↓↓↓
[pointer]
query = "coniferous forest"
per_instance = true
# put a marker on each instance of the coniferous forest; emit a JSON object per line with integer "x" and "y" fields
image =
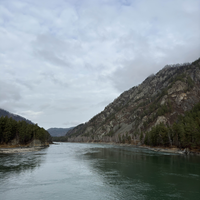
{"x": 184, "y": 133}
{"x": 21, "y": 130}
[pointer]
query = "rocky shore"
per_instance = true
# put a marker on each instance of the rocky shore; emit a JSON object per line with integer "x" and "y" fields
{"x": 19, "y": 150}
{"x": 173, "y": 150}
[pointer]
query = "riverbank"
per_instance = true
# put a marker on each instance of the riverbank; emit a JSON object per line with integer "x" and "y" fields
{"x": 10, "y": 150}
{"x": 174, "y": 150}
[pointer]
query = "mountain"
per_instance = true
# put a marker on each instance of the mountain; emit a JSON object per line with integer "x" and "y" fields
{"x": 159, "y": 99}
{"x": 57, "y": 132}
{"x": 15, "y": 117}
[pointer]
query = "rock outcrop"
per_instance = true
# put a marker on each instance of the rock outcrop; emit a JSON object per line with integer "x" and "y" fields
{"x": 160, "y": 98}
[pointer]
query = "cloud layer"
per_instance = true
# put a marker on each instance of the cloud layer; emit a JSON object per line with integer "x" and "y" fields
{"x": 63, "y": 61}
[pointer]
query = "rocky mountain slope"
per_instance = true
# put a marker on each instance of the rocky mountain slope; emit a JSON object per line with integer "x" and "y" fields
{"x": 57, "y": 132}
{"x": 160, "y": 98}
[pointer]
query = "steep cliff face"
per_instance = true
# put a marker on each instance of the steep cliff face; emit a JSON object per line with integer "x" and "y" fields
{"x": 159, "y": 99}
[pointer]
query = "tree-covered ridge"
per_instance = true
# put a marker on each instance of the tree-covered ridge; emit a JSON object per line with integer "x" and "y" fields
{"x": 185, "y": 133}
{"x": 22, "y": 131}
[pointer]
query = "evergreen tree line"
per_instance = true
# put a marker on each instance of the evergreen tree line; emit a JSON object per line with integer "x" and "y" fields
{"x": 60, "y": 139}
{"x": 21, "y": 130}
{"x": 184, "y": 133}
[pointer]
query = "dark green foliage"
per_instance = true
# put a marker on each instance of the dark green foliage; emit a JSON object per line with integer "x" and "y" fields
↑↑↑
- **Problem to work on**: Omit all pictures while transcribing the entries verbatim.

- **Task answer**:
[pointer]
query = "coniferous forest"
per_instance = true
# put a marker on each instance of the coniferous forest; emit a JSON object per line with integer "x" and "y" fields
image =
{"x": 184, "y": 133}
{"x": 21, "y": 130}
[pointer]
query = "rocky shore"
per_instance = true
# put a marker on each instance of the rocky shore; emit a JSON object per line with integer "x" and "y" fields
{"x": 19, "y": 150}
{"x": 173, "y": 150}
[pointer]
query = "riverbank"
per_instance = true
# put a marker on each instance of the riverbank; emit a JSON object per line with integer "x" and "y" fields
{"x": 10, "y": 150}
{"x": 174, "y": 150}
[pointer]
query = "mountain"
per_instance = true
# put a marker on each instance of the mountain; emit a JSON object per line with integer "x" and "y" fields
{"x": 159, "y": 99}
{"x": 57, "y": 132}
{"x": 15, "y": 117}
[pointer]
query = "rock outcrop"
per_instance = true
# put a marker on each instance of the rock outcrop; emit a JSON object per line with integer "x" and "y" fields
{"x": 160, "y": 98}
[pointer]
query = "cloud layer"
per_instance = true
# put a marker on each instance of the cloud layer; emit a JSON object per line with integer "x" and "y" fields
{"x": 63, "y": 61}
[pointer]
query = "rocky mountain slope"
per_instance = true
# put a marker on each instance of the rocky mountain slope; emit a JSON object per line with integer "x" and "y" fields
{"x": 57, "y": 132}
{"x": 160, "y": 98}
[pointer]
query = "steep cliff face"
per_instance = true
# put a marker on each instance of the steep cliff face; emit a JSON object per line with integer "x" and "y" fields
{"x": 159, "y": 99}
[pointer]
query = "tree-covered ridge"
per_instance = true
# put a marker on each instance of the tree-covered ridge; emit a JSON object per line with integer "x" and "y" fields
{"x": 185, "y": 133}
{"x": 22, "y": 131}
[pointer]
query = "evergreen tree line"
per_instance = true
# put a marker on each instance of the evergreen tree line; emit a JSON object per line with integer "x" and "y" fields
{"x": 60, "y": 139}
{"x": 21, "y": 130}
{"x": 184, "y": 133}
[pointer]
query = "dark green foliage"
per_instance = true
# put a marker on each instance of the dark green foliage; emit a JSON object per line with integer "x" and "y" fields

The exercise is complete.